» Selected passage:
Figure 8. Immune infiltration analysis. (A) The lollipop plot of the correlation between the risk score and immune infiltration. (B) The heatmap of the correlations between different immune cells. (C) The heatmap of the immune infiltration in high and low-risk groups. (D) The boxplot of the immune infiltration in high and low-risk groups. *P < 0.05, **P < 0.01, ***P < 0.001. ****P < 0.0001; ns, no significance.

Discussion

The pathogenesis of DCM remains unclear, resulting in non-specific treatments. Mechanical circulatory support and cardiac transplantation could probably prolong survival and reduce hospitalization in adults and children (19, 20). Hence, identifying potential genes and mechanisms of DCM is crucial for exploring new therapies and improving prognosis.

In our study, there were two modules that had high correlations with DCM, including the purple and the magenta module, which consists of 221 and 262 genes, respectively. GO terms about extracellular matrix (ECM) and focal adhesion were mainly enriched in the purple module. The maladaptive remodeling of ECM usually contributes to heart failure, including abnormal ECM degradation and immoderate ECM deposition. Then, the systolic and diastolic function of the heart would be impaired by these alterations (21). Similarly, the ECM-receptor interaction was also a significant term in KEGG pathways. The ECM cues were transmitted to intracellular signaling pathways by integrin, which can regulate cell apoptosis and movement. The reduction of integrin leads to ventricular dilatation and failure (22). It should be noted that the decrease of focal adhesion kinase (FAK) influences the intact function of integrin in DCM (23). Therefore, the genes in the “focal adhesion” pathway also play an essential role in the pathogenesis of DCM. Consequently, pathways related to the extracellular matrix may become potential intervention targets.

The magenta module was strongly negatively correlated with DCM. Genes in the magenta module were primarily enriched in the GO terms, such as “response to lipopolysaccharide,” “response to molecule of bacterial origin,” “response to oxidative stress.” It has been revealed that inflammation and oxidative stress are conducive to the development of DCM (24). Inflammation was often caused by bacterial infection. Notably, lipopolysaccharide (LPS) is a component of the outer wall in bacterial cell walls, exhibiting various biological activities when it acts on human cells (25). In addition, as one of the endotoxins, LPS can induce an inflammatory response by multiple cytokines, such as IL-6 (26). Oxidative stress plays a part in the process of heart failure, especially in DCM (27). Researchers found there was usually an increase of oxidative stress in the failing myocardium, which was likely to impact ventricular function in patients with DCM (28). On the other hand, there were several prominent enrichment of KEGG pathways of the magenta module, such as “IL-17 signaling pathway,” “Human T-cell leukemia virus 1 infection,” “Lipid and atherosclerosis.” These pathways were related to inflammation and immune. Studies have confirmed that IL-17 participates in cardiac remodeling induced by inflammation in post-myocarditis, resulting in DCM progression. IL-17 signaling pathway relies on T helper cells greatly. Researchers found that γδ T cells releasing IL-17 were the main T-cell population observed in the cardiomyopathy samples of mice (29). Studies also showed that IL-17A, mainly released by Th17 cells, plays a critical role in the progression of DCM and cardiac remodeling in mice. IL-17 may lead to the heart-specific upregulation of IL-6, TNFalpha, and IL-1beta and the recruitment of CD11b (+) monocyte and Gr1(+) granulocyte populations into the heart (30, 31). For this reason, treatment of anti-IL-17 monoclonal antibody has been applied in mice with myocarditis and gained a desirable efficacy of abrogating cardiac fibrosis and slowing down the aggravation of ventricular function (30). Since that, we can rationally assume that anti-IL-17 therapy might be a novel thought for patients with DCM.

» Available data:
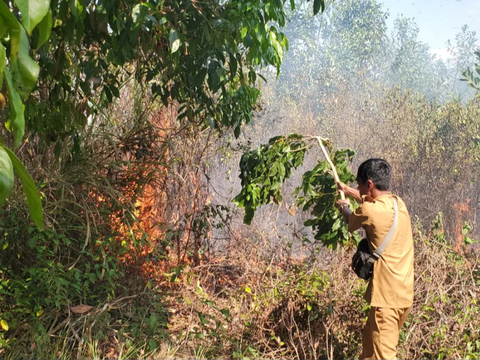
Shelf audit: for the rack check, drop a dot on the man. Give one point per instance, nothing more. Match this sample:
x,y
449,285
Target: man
x,y
390,291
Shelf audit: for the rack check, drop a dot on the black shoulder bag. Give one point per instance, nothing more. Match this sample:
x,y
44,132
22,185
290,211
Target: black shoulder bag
x,y
363,260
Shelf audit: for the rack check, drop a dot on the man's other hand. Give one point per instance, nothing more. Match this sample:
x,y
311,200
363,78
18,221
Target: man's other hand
x,y
342,203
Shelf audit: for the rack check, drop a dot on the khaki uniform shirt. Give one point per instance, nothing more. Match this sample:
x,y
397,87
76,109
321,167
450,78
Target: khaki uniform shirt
x,y
391,285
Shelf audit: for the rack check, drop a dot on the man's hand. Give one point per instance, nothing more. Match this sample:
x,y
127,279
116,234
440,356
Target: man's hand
x,y
343,206
342,203
341,186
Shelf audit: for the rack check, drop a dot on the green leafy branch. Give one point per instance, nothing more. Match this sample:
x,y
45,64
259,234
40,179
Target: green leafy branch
x,y
20,72
264,170
470,77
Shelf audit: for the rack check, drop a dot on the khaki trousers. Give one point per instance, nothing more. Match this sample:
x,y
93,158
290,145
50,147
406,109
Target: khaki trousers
x,y
380,334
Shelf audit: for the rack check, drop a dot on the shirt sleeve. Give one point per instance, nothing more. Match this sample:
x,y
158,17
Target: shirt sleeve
x,y
359,218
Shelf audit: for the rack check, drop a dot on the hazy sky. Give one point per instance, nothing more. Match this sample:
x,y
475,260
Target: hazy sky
x,y
438,20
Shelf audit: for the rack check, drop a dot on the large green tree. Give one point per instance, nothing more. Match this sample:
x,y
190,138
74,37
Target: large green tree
x,y
62,62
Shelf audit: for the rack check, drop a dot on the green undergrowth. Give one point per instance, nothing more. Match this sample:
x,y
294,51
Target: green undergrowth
x,y
243,307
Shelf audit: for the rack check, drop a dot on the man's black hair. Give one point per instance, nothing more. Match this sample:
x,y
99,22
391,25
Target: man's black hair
x,y
376,170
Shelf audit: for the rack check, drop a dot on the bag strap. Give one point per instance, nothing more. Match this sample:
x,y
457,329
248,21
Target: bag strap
x,y
381,248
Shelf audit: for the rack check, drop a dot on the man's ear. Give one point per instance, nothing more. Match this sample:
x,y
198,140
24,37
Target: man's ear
x,y
370,184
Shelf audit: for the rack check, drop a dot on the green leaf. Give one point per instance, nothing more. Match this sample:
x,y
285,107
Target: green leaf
x,y
45,29
138,13
243,32
29,188
16,110
317,4
2,63
28,69
13,27
6,175
3,28
174,39
33,11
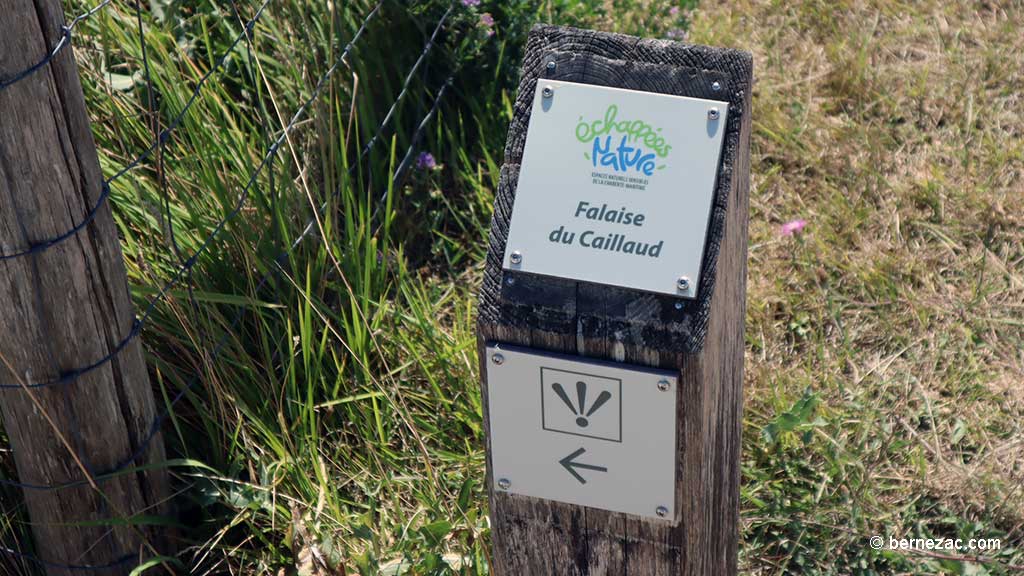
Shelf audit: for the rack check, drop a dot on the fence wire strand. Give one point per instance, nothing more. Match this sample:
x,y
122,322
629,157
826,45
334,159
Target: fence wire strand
x,y
186,264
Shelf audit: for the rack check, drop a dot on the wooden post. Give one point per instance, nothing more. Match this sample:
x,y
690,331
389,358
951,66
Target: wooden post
x,y
64,309
700,340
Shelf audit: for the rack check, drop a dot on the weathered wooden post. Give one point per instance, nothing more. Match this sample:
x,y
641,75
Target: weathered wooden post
x,y
62,307
611,312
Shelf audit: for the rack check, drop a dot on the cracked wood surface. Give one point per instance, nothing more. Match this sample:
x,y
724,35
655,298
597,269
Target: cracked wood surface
x,y
704,340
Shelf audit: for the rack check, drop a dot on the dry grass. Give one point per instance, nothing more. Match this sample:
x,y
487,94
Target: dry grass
x,y
895,129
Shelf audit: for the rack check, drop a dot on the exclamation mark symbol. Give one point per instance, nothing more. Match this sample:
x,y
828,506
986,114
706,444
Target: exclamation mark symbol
x,y
582,413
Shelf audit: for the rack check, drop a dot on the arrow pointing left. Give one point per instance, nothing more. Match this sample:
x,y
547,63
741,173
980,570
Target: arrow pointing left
x,y
570,465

» Task directions: In the DCM discussion, how many genes does the magenta module contain?

» Result below: 262 genes